__Source data__
··········
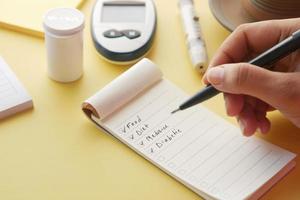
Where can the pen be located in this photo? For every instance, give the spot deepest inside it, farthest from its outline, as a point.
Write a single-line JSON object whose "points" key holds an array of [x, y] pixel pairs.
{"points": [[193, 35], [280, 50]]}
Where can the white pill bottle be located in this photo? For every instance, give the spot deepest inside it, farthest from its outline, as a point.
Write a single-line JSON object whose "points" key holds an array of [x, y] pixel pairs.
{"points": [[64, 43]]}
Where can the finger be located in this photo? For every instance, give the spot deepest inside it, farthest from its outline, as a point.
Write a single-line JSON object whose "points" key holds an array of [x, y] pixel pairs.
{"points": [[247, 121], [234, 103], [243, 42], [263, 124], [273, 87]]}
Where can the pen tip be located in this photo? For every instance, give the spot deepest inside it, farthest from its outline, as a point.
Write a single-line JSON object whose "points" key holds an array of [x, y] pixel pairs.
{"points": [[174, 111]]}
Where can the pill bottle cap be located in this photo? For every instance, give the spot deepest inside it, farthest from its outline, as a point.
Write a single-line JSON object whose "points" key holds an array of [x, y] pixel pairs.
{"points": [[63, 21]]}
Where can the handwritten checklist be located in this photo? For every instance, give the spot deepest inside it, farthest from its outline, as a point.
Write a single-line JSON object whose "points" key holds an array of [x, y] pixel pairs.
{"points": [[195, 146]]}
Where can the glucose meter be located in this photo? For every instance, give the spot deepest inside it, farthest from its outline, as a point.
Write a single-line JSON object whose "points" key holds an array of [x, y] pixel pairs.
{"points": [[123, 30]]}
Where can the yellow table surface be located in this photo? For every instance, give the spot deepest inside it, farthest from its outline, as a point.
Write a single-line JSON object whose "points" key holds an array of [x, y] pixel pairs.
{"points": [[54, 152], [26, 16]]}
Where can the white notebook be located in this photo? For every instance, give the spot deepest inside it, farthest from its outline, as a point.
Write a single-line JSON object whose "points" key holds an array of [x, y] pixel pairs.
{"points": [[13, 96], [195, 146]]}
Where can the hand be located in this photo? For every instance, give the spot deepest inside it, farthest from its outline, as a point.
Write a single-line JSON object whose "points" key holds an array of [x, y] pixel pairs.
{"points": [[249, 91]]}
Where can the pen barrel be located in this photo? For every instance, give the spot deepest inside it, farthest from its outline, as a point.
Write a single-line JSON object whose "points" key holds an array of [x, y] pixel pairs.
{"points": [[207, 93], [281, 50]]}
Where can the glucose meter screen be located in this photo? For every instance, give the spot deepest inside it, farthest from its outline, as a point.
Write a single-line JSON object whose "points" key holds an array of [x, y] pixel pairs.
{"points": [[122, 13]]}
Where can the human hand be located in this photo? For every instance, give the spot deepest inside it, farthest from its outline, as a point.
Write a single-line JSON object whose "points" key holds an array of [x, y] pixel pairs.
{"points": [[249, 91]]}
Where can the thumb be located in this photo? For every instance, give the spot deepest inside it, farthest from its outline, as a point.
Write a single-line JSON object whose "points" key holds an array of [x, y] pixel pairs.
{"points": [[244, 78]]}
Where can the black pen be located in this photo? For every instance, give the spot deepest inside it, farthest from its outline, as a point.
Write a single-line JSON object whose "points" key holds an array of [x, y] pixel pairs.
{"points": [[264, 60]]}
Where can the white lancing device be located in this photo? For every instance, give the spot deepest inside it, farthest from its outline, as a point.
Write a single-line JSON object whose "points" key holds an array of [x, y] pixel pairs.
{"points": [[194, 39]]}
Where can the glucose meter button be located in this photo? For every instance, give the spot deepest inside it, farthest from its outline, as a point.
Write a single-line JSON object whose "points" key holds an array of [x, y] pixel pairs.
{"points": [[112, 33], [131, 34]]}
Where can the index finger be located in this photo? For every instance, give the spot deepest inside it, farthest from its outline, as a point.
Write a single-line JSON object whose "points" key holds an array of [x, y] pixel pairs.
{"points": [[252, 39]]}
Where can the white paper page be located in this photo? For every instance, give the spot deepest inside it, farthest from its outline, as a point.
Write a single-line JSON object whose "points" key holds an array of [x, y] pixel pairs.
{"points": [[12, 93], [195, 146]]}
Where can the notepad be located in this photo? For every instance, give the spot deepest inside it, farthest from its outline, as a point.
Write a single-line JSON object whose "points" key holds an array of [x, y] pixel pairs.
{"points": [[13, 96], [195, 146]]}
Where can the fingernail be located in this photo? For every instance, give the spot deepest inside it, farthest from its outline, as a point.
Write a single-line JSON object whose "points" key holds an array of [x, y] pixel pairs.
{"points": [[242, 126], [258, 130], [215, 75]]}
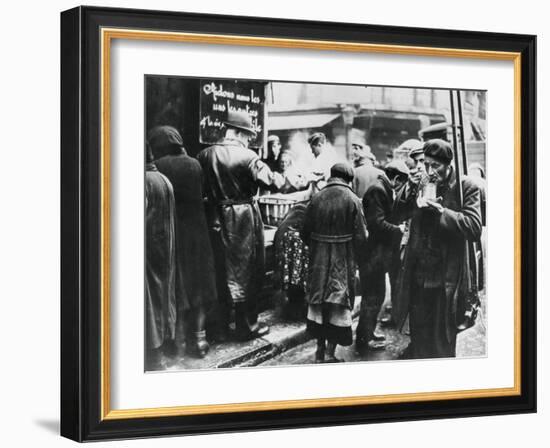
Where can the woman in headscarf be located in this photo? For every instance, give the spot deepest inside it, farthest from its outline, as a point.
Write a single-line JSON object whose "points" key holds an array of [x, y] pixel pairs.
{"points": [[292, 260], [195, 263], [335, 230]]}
··········
__Set problem__
Reproduce the data starting at the line that contains "Where can the woman" and continuing through the final line.

__Result__
Where can the woman in headscarf be located in this photo? For every instance, give the spot deepest inside it, farthest from its outline, as a point.
Write a single-line JSON object whose "points" key holds an array of [x, y] pixel pairs.
{"points": [[292, 260], [195, 263], [335, 230]]}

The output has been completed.